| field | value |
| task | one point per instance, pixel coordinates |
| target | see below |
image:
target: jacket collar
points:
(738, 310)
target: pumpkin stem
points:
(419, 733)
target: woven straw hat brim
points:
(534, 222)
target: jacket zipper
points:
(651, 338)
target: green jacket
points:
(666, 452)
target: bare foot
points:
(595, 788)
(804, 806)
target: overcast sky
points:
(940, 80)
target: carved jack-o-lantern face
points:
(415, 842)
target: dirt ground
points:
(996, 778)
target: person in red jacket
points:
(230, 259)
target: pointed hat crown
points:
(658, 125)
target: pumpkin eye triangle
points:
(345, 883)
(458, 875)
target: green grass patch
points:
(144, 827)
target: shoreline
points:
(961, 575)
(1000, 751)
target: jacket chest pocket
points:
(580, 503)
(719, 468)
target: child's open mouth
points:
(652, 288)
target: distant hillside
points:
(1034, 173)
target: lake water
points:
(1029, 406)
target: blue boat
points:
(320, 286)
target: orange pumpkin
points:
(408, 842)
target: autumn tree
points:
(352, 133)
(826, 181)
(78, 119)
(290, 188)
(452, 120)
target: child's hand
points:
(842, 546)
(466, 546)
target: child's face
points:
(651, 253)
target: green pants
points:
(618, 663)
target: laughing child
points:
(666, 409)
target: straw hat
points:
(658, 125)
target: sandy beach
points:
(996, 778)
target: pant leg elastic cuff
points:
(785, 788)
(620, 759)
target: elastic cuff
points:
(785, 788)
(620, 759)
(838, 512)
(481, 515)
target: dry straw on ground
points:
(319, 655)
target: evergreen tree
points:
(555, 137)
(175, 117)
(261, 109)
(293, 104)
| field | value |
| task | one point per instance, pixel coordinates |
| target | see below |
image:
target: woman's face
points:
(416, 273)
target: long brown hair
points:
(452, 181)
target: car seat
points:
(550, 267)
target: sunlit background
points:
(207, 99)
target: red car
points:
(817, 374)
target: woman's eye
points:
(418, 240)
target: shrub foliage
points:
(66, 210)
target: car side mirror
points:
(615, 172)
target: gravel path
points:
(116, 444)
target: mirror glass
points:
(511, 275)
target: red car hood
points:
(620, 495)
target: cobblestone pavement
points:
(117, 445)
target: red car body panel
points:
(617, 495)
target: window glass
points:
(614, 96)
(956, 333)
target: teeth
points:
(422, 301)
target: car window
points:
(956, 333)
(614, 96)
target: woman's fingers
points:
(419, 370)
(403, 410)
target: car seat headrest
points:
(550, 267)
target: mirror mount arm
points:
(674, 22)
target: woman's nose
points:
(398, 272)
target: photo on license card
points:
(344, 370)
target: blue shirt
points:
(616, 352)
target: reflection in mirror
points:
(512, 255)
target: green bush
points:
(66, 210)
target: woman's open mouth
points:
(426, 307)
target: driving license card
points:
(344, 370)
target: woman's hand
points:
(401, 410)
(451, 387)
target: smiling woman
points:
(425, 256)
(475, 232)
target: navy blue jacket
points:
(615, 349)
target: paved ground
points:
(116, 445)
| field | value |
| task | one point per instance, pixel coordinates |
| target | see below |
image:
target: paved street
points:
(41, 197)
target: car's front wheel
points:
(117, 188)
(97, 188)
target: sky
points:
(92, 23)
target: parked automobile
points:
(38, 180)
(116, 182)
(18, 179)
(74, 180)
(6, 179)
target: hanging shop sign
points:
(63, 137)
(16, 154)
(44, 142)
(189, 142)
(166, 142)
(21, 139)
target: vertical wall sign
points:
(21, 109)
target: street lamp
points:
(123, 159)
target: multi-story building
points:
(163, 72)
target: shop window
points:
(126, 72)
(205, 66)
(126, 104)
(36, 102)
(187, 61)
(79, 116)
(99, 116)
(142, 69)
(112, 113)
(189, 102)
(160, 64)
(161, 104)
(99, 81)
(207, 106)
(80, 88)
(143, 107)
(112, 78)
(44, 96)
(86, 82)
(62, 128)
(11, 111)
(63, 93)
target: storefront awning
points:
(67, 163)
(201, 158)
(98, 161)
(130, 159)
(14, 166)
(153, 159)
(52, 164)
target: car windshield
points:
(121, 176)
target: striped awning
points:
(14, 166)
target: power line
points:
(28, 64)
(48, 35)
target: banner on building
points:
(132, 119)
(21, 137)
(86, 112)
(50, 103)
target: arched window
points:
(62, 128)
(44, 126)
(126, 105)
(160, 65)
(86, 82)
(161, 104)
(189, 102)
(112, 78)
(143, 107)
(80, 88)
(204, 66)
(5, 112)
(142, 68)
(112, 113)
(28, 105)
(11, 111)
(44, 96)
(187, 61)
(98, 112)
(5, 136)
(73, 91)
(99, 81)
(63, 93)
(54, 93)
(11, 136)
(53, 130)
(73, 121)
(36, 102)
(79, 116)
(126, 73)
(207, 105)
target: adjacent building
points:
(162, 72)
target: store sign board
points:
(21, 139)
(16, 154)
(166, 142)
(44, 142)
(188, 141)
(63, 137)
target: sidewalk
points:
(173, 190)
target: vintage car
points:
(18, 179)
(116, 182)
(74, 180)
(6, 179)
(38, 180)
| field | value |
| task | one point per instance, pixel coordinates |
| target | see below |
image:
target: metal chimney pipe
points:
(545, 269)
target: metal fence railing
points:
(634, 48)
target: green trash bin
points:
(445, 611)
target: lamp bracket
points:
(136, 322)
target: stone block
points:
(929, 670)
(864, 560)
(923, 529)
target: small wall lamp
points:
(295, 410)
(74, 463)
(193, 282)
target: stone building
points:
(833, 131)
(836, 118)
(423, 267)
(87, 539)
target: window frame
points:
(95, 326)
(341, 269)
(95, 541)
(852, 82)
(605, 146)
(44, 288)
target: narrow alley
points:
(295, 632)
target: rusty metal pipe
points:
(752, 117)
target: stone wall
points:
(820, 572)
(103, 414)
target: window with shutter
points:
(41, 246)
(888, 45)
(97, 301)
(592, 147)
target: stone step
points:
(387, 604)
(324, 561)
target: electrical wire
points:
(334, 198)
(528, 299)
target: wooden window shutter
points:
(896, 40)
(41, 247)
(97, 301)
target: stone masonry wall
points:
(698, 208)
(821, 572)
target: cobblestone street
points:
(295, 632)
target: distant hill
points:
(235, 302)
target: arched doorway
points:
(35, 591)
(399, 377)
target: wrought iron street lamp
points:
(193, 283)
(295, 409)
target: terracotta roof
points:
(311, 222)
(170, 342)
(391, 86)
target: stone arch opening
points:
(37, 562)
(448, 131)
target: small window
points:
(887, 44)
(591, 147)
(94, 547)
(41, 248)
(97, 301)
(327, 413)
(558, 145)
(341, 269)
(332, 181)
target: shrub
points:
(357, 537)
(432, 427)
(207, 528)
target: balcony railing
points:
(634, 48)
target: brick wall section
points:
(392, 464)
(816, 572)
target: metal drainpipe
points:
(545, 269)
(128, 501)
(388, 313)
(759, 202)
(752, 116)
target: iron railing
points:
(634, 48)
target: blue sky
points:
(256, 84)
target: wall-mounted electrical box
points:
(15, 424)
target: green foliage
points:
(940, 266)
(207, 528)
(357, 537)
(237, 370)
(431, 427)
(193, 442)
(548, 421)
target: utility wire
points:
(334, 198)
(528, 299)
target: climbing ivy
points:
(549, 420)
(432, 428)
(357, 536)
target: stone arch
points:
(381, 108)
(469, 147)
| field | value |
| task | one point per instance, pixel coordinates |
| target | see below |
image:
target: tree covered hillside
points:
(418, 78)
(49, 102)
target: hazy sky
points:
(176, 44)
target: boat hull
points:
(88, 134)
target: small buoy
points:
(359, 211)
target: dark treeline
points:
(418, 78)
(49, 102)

§ §

GOAL ▸ Arrange the rows as a Markdown table with the columns "No." and "Line", starting at the line containing "target: small buoy" and ending at the last line of the rows. Number each line and leave out blank lines.

THE RESPONSE ▸
| No. | Line |
|---|---|
| 1 | target: small buoy |
| 2 | points: |
| 3 | (359, 211) |
| 4 | target: dark treeline |
| 5 | points: |
| 6 | (418, 78) |
| 7 | (49, 102) |